SET TASK: Which lines in the entries below contain the string "tractor"? Copy each such line, and count uppercase and lowercase letters as different.

Start EXERCISE MATERIALS

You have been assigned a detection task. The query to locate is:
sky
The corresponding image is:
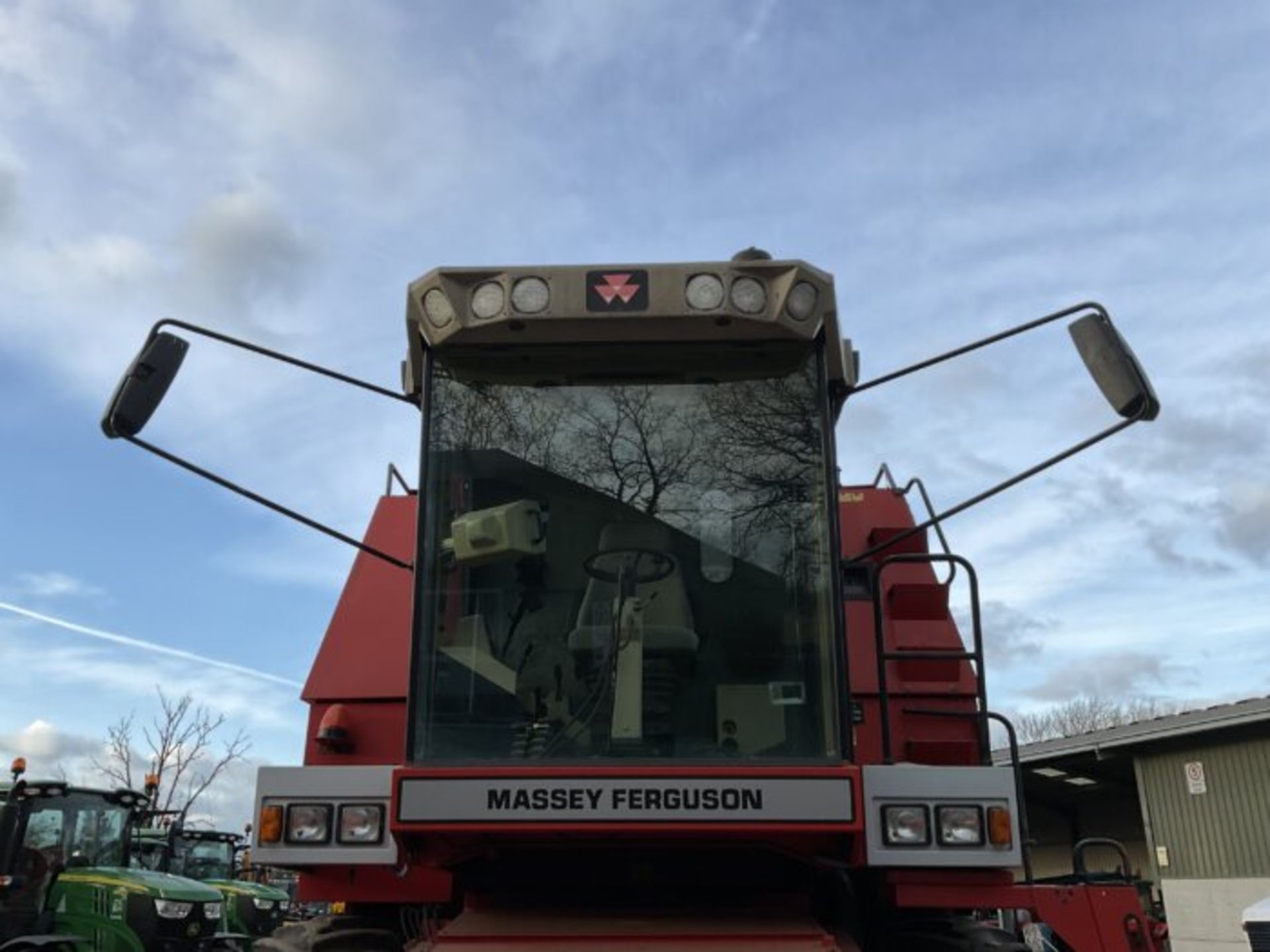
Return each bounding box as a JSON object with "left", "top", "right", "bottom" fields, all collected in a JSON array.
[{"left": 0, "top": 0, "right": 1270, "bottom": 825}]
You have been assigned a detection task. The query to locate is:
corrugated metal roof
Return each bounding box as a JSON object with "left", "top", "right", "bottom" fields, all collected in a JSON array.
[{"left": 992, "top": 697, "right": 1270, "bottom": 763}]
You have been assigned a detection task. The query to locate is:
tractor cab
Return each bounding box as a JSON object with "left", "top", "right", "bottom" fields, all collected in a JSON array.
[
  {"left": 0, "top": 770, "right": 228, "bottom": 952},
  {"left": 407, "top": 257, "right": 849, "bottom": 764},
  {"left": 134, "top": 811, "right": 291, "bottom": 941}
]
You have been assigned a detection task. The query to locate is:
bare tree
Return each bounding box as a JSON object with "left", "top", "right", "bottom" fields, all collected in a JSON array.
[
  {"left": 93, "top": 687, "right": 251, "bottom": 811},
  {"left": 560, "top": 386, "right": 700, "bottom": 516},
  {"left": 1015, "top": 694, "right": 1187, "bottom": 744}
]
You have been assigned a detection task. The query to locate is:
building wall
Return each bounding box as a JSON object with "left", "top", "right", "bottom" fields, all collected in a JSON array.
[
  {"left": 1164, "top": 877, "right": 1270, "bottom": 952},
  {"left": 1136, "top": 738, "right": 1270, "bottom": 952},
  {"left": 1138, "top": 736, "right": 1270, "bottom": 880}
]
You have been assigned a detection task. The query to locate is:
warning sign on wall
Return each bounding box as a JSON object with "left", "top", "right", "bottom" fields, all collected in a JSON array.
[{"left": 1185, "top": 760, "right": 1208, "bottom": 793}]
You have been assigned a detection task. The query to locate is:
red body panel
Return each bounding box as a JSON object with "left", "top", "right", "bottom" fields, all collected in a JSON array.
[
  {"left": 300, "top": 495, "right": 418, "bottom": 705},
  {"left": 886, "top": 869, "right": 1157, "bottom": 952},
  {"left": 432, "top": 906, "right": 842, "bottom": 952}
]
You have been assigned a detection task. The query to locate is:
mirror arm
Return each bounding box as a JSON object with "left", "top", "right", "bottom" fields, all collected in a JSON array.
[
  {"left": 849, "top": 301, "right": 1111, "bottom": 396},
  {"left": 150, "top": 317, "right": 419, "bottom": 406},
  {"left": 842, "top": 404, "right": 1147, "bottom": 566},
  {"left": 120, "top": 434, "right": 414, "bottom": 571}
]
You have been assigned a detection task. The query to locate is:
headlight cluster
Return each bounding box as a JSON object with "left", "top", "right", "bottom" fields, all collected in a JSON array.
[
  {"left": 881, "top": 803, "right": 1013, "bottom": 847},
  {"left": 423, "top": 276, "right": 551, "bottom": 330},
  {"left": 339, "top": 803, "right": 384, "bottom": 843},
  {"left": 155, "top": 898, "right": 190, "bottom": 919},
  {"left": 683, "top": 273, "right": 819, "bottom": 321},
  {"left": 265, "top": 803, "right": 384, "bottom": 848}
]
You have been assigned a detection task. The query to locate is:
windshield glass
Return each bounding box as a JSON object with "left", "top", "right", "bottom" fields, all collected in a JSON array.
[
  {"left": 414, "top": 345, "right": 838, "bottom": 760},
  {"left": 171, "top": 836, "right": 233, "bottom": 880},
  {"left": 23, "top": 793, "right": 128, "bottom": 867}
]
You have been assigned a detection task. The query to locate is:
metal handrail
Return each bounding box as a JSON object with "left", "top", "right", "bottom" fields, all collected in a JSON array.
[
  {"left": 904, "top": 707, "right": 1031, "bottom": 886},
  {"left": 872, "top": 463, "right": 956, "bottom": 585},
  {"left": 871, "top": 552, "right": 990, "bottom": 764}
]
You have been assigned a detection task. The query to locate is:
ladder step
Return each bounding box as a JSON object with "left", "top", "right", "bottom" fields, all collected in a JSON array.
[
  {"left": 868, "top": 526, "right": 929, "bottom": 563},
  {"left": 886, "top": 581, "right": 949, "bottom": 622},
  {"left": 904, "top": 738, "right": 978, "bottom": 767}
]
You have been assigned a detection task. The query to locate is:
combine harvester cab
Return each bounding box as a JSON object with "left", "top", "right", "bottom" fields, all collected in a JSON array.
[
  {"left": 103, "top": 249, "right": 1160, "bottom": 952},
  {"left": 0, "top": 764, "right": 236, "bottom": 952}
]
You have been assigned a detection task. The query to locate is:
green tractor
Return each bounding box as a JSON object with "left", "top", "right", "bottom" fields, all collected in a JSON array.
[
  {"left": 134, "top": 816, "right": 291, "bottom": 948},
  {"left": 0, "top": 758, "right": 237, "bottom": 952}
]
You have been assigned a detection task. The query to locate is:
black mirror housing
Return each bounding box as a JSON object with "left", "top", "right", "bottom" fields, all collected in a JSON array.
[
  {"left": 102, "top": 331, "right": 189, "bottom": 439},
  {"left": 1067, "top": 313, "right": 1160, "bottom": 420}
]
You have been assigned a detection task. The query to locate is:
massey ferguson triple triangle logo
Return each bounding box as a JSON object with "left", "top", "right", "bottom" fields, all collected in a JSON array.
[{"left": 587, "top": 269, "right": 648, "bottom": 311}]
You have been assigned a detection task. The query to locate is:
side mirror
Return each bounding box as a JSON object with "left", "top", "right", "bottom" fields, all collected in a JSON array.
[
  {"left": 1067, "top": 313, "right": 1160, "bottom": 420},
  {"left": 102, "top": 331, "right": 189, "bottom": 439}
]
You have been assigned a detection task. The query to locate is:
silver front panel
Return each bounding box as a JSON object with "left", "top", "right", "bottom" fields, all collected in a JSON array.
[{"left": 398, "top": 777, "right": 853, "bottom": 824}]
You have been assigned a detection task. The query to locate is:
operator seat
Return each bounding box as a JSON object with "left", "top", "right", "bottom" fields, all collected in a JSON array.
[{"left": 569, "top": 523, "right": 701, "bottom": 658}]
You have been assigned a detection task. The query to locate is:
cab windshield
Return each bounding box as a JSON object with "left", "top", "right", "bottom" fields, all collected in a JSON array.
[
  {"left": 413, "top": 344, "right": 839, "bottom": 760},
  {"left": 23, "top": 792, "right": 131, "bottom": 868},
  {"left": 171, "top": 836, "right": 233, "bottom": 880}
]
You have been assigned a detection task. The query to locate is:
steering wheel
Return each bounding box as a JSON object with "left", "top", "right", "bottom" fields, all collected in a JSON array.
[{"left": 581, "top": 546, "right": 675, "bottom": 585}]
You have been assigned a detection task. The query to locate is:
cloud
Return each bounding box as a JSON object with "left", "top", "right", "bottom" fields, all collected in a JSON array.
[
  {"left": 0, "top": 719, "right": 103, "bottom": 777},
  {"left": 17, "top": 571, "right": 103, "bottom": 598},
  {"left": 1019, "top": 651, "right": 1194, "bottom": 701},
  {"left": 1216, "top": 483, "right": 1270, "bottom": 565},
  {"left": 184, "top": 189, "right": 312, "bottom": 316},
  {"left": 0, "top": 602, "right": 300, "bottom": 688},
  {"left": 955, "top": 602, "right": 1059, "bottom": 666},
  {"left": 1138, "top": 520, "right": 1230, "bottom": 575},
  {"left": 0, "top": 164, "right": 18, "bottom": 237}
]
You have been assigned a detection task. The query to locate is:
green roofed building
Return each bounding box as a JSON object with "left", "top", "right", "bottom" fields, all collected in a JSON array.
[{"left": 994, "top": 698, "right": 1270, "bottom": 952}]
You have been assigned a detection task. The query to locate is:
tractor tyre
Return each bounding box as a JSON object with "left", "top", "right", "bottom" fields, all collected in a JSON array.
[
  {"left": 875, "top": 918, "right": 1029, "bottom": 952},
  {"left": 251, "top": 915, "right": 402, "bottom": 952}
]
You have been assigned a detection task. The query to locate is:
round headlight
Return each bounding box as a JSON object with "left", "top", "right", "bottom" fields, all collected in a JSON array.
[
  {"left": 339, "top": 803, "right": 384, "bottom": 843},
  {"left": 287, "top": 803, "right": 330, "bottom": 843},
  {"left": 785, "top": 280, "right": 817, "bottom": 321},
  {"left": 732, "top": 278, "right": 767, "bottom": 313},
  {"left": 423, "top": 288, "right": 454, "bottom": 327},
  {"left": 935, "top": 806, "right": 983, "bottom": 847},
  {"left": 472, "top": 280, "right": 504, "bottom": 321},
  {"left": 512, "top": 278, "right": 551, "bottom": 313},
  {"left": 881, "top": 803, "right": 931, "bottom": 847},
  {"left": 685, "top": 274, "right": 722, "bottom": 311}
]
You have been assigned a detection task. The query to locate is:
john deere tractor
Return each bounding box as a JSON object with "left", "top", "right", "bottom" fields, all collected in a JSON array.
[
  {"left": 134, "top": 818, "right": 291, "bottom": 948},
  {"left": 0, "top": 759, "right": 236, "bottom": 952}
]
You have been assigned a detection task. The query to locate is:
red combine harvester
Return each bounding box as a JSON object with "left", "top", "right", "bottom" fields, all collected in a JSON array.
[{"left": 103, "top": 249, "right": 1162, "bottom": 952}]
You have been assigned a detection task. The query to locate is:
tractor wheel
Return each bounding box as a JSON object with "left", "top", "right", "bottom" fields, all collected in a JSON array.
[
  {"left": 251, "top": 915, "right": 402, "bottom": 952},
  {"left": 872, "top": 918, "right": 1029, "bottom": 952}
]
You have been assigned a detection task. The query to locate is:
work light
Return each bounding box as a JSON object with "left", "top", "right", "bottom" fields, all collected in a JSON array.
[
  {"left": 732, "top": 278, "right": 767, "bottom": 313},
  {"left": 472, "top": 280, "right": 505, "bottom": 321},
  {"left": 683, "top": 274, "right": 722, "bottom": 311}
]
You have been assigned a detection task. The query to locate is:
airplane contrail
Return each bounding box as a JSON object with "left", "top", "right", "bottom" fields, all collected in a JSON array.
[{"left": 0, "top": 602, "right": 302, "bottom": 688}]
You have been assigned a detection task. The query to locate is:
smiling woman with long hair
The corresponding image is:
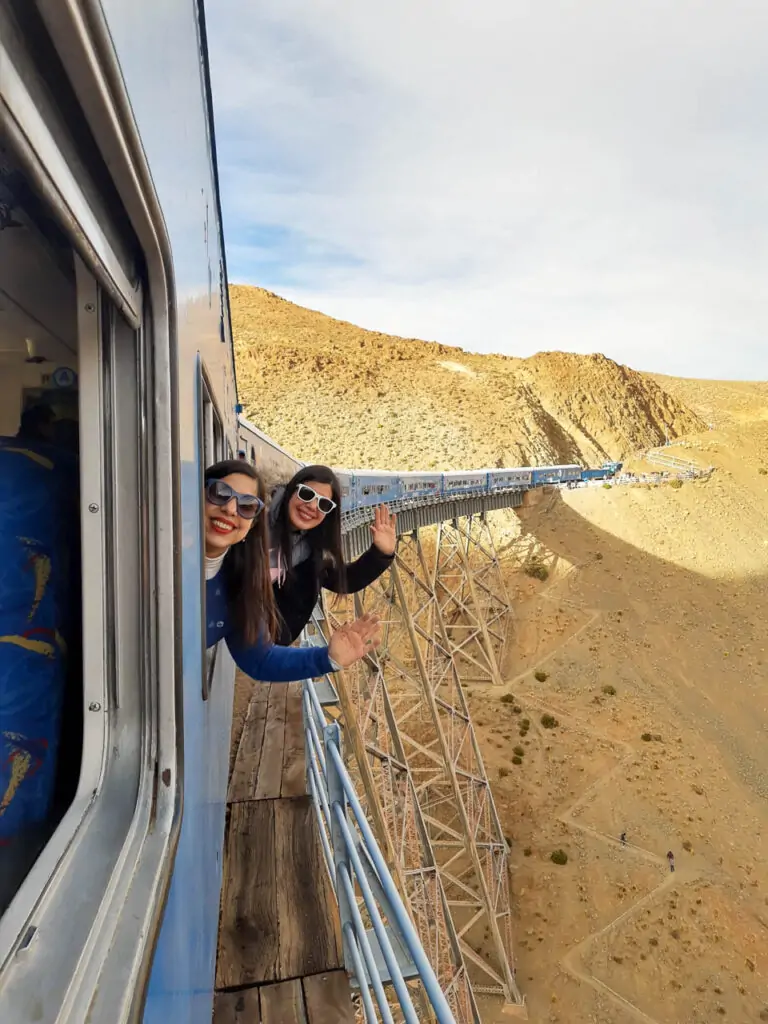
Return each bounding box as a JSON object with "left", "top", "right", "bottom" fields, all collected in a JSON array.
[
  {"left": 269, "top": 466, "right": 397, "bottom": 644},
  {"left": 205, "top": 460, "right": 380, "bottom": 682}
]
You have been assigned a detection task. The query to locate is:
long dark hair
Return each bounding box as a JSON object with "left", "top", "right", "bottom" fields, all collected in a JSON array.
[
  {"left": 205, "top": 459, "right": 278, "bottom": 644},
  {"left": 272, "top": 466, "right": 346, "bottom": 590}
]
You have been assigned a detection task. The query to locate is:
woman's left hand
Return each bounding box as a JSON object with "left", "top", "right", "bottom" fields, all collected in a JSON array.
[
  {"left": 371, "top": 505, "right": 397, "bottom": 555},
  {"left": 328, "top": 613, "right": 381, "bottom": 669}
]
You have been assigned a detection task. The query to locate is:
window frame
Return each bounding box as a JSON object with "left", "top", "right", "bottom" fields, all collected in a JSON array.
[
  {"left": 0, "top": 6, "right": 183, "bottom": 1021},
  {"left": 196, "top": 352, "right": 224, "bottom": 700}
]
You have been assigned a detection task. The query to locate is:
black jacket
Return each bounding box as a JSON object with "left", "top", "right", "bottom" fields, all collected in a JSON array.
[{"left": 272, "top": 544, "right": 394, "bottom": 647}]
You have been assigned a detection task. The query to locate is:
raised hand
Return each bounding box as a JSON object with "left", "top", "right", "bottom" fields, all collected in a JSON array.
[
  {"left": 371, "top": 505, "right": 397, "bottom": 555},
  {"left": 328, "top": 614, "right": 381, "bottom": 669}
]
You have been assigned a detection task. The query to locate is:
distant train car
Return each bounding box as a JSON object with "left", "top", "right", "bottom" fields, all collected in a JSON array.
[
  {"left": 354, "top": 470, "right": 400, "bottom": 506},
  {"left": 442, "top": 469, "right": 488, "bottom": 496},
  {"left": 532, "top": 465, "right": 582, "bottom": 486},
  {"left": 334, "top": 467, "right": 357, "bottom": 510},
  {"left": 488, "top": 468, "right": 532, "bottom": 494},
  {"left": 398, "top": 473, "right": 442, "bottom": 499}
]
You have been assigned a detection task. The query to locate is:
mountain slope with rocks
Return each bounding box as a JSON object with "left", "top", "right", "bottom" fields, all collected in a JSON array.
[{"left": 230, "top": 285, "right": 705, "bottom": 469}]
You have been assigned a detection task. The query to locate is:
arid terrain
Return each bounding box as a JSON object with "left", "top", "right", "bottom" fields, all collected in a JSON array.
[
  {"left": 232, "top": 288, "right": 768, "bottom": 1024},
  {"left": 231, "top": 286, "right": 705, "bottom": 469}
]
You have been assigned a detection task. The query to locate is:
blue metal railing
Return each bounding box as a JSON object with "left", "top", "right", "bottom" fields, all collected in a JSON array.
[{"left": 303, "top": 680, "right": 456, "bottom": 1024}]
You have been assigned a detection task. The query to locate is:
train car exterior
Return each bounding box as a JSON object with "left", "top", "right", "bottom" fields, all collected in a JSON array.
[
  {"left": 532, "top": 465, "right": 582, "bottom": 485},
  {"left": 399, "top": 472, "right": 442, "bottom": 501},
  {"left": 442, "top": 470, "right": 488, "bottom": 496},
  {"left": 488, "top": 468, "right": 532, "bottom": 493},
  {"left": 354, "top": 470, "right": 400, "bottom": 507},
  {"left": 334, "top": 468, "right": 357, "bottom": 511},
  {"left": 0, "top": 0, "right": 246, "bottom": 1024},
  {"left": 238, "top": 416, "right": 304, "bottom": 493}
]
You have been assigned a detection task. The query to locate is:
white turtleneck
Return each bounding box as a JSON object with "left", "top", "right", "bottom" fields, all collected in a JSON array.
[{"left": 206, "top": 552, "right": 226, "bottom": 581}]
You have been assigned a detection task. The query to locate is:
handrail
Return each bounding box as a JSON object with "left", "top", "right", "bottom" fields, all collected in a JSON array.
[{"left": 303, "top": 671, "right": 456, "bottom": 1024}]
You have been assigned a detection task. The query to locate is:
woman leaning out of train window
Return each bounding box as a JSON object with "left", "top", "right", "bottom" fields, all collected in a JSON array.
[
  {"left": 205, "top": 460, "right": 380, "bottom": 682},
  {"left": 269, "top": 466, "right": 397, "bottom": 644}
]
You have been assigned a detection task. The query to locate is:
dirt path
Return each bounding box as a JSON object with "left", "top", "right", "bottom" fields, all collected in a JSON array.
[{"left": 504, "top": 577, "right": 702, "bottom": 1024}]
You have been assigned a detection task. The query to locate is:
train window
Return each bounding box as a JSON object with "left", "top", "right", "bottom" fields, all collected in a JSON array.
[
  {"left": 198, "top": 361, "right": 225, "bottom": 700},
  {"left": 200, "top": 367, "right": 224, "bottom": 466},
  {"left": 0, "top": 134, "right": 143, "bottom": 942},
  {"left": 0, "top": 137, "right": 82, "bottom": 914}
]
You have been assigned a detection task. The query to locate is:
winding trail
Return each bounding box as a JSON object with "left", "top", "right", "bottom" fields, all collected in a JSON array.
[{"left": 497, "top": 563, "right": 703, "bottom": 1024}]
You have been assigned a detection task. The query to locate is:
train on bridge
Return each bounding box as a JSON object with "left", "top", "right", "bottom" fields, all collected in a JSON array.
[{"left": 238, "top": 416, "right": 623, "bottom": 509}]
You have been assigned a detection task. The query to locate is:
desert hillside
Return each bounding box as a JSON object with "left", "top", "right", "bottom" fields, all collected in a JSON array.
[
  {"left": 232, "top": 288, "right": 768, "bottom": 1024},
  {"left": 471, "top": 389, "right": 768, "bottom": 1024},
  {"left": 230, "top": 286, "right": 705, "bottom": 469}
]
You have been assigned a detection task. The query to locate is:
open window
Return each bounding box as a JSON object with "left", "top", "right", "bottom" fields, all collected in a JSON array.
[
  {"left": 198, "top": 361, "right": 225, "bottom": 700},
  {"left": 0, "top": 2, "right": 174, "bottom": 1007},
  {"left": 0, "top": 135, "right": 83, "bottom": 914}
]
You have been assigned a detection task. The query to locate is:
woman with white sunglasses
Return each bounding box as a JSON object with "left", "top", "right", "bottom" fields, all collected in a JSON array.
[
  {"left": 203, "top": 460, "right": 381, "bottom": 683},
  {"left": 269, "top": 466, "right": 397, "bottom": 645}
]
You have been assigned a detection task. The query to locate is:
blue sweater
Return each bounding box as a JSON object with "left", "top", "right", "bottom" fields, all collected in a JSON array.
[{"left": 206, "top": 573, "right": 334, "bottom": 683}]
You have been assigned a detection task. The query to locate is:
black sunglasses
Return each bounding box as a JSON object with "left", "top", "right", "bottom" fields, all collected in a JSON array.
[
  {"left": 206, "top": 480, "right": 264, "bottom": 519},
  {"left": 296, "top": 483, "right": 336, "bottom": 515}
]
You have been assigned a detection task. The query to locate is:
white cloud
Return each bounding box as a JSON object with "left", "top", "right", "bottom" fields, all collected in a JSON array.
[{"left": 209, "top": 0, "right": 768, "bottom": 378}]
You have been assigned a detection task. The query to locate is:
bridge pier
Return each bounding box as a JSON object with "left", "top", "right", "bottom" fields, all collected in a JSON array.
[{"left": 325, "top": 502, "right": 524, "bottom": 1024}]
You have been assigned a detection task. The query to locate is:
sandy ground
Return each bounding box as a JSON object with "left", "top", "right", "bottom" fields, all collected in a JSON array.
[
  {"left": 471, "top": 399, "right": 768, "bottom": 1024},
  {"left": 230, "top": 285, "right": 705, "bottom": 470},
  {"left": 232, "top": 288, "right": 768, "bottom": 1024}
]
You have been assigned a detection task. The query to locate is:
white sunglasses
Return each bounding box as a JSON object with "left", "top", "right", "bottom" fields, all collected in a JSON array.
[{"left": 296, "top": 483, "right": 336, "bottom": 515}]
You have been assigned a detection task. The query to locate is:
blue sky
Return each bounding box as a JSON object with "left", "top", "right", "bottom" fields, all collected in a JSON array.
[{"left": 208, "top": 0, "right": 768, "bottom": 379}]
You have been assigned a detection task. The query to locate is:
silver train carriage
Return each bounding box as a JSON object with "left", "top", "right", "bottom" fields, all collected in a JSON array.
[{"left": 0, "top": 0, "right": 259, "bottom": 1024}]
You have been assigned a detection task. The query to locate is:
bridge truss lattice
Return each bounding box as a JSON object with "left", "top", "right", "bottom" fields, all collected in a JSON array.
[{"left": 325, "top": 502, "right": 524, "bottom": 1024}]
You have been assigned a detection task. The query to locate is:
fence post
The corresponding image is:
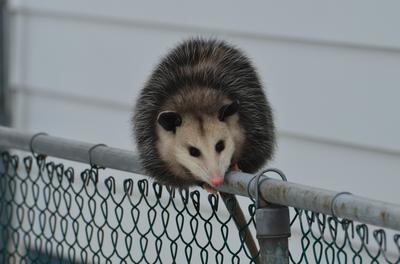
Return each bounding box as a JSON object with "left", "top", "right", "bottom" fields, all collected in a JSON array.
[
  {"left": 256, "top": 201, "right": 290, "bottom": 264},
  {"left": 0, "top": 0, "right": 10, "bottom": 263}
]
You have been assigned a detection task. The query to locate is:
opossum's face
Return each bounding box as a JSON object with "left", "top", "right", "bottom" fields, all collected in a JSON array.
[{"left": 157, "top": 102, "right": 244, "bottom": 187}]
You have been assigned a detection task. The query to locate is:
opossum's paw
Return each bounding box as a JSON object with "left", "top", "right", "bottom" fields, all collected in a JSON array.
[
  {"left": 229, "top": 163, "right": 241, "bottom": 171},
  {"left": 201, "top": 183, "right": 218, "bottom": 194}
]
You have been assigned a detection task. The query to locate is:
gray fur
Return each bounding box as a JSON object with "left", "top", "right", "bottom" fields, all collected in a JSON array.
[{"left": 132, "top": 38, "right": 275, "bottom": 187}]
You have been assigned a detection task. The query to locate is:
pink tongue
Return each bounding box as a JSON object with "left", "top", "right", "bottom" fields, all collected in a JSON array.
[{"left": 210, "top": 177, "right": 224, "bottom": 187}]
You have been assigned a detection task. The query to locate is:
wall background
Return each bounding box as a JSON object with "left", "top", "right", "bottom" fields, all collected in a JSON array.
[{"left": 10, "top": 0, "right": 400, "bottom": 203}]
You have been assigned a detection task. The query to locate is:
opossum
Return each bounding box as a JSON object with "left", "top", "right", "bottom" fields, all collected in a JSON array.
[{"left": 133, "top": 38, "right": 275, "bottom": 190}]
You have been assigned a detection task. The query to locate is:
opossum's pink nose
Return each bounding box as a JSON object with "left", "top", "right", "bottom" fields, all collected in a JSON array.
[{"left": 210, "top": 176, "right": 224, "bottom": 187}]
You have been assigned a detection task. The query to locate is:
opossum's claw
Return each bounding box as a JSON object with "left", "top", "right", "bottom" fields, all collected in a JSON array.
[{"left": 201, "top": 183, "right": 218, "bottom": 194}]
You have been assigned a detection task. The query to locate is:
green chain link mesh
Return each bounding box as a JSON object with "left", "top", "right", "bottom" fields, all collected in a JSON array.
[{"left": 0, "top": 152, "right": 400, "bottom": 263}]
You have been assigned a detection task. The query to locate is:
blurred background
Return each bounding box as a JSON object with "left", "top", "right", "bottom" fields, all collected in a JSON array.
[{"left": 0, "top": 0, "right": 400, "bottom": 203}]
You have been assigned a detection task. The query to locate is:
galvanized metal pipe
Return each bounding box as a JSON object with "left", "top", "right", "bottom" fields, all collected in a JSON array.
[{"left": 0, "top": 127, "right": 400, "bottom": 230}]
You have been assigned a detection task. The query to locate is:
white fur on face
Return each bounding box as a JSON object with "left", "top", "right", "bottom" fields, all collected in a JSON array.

End EXERCISE MATERIALS

IN RESPONSE:
tractor cab
green tractor
tractor tyre
john deere tractor
tractor wheel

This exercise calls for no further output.